• [WHAT THE EXERCISE ASKS]
Output, unchanged, the lines of the entries below, starting at the line that contains "Locate the white" and ending with the final line of the entries.

• [RAW DATA]

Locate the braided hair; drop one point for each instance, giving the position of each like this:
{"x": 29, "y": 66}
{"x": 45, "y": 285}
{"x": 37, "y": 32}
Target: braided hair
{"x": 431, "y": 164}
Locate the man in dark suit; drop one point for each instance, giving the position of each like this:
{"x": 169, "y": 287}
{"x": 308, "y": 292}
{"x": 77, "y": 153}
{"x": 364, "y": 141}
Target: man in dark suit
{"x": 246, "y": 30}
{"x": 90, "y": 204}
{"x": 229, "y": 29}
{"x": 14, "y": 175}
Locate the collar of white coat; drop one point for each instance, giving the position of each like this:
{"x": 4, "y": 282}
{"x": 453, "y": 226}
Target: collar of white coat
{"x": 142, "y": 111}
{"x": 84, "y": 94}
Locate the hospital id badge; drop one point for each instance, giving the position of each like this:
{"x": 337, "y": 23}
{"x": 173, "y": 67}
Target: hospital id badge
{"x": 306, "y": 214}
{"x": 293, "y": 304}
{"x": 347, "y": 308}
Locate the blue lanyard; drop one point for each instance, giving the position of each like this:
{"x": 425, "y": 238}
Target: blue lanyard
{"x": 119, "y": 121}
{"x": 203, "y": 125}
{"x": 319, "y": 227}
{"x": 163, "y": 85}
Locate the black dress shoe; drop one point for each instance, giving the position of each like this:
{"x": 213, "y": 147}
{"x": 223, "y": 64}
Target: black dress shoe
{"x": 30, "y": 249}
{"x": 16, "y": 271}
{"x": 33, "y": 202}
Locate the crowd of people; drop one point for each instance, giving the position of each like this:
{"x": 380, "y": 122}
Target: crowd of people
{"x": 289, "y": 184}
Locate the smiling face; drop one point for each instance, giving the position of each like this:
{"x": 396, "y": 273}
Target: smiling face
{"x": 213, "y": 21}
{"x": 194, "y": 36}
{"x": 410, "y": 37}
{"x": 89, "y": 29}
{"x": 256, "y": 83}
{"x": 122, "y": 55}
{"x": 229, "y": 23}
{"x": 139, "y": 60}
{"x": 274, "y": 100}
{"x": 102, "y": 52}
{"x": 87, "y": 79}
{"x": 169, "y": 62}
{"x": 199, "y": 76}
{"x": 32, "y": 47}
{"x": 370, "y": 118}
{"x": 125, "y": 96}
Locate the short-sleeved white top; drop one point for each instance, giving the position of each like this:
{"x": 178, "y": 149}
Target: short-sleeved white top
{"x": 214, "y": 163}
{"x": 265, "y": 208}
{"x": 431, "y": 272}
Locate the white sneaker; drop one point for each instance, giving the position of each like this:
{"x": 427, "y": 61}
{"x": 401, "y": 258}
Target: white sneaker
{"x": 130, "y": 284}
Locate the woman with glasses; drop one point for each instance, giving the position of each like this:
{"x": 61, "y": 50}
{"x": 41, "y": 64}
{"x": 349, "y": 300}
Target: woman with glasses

• [FULL SOLUTION]
Locate the white sneaker; drop one point for each instance, giving the position of each like this:
{"x": 427, "y": 61}
{"x": 401, "y": 258}
Target: white sneaker
{"x": 130, "y": 284}
Locate the woman with glasses; drop one point for each instance, giving the position of each like this:
{"x": 61, "y": 50}
{"x": 41, "y": 64}
{"x": 349, "y": 300}
Target: woman with glasses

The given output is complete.